▶ [Goal of the exercise]:
Answer these from the Cavendish article:
(a) What infection kept Mark Cavendish out of racing for three months?
(b) Where are the British national championships held this year?
(c) In which city and on what date does the Tour de France begin?

▶ [Extract to read]:
··········

After three months on the sidelines because of an Epstein Barr Virus infection, Mark Cavendish will make his return to racing at the British national championships in the last weekend of June. However, the Dimension Data team have told Cyclingnews they are no closer to a decision on his participation in the Tour de France.
The British sprinter was diagnosed with the illness, also known as mononucleosis and glandular fever, in April, and since recovery times vary wildly, he and his team have been cautious about setting a date for his return. He was named by British Cycling on Wednesday as one of the confirmed riders for the nationals.
Team manager Doug Ryder originally said the 'worst-case scenario' would be that Cavendish returns for the Critérium du Dauphiné or Tour de Suisse next week, ahead of the Tour. The team confirmed on Wednesday that Cavendish will not take part in either race.
Cavendish turned up at the Giro d'Italia in May as the race passed near his home, and he revealed he was doing regular sessions on the bike but had no idea when his body would kick the virus and he'd be able to return to competition.
"I can't put a definitive time on when I'm back. It could be 10 days, it could be one year, I really don't know," he said. "Some days I feel on top of the world, some days I don't, but at least I'm riding my bike and that's the main thing."
This year the British nationals take place on Cavendish’s native Isle of Man, so it is perhaps natural that he would want to take part – and that the organisers would want him there – and not necessarily an indication of his readiness for a full return to competition.
The Tour de France begins in Düsseldorf on July 1, a week after nationals, and Ryder said it would be "horrific" if the team were without Cavendish, who won four stages last year.

··········

▶ [Data records]:
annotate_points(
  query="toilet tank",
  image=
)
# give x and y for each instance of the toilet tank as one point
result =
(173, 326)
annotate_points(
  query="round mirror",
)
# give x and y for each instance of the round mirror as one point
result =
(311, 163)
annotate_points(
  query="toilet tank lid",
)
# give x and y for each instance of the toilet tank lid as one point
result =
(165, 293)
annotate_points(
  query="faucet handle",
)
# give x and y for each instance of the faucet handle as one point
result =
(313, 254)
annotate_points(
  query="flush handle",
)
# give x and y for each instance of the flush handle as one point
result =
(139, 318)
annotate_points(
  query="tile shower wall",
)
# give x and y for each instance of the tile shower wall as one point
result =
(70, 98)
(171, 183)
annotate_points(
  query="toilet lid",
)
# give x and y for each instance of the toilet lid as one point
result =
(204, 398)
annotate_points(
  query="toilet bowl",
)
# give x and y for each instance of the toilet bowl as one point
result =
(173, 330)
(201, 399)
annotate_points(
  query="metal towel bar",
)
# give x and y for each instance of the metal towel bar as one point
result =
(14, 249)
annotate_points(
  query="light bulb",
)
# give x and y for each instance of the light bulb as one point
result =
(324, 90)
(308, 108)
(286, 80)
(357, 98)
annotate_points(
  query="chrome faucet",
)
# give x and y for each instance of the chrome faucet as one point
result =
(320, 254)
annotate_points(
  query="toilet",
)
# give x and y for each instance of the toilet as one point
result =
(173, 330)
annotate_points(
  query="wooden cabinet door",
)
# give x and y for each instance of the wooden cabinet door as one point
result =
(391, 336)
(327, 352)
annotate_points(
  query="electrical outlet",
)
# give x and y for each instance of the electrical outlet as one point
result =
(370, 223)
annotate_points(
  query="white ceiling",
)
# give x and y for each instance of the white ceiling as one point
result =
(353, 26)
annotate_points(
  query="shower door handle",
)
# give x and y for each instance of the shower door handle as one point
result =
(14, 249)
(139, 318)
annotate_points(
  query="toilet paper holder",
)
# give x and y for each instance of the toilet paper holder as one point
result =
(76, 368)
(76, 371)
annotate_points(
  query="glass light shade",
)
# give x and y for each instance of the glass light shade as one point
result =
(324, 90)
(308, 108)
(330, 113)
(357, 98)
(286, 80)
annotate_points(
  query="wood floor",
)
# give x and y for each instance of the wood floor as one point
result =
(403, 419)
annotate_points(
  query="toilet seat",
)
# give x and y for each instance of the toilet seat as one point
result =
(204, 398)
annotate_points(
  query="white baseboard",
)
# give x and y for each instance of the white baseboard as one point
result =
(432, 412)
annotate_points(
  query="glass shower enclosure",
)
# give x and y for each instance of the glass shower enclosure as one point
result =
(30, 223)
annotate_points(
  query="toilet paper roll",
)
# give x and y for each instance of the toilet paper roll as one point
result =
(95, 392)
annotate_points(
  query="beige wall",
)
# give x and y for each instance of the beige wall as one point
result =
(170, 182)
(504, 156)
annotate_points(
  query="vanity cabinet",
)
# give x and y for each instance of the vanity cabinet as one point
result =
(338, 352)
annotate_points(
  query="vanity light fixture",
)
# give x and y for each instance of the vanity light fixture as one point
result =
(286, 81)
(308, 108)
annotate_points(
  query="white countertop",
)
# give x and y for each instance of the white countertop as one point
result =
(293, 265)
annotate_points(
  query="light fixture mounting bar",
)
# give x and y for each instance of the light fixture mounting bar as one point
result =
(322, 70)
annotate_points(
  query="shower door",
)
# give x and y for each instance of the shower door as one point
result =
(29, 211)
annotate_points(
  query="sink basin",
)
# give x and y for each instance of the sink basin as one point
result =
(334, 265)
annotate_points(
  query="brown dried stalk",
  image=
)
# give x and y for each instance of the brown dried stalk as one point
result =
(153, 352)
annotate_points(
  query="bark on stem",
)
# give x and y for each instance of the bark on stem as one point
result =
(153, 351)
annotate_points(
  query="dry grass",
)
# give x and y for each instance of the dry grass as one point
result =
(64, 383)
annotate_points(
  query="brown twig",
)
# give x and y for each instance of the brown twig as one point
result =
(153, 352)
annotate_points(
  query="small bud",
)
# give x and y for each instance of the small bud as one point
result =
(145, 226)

··········

▶ [Output of the exercise]:
(a) An Epstein Barr Virus infection
(b) On the Isle of Man
(c) Düsseldorf, on July 1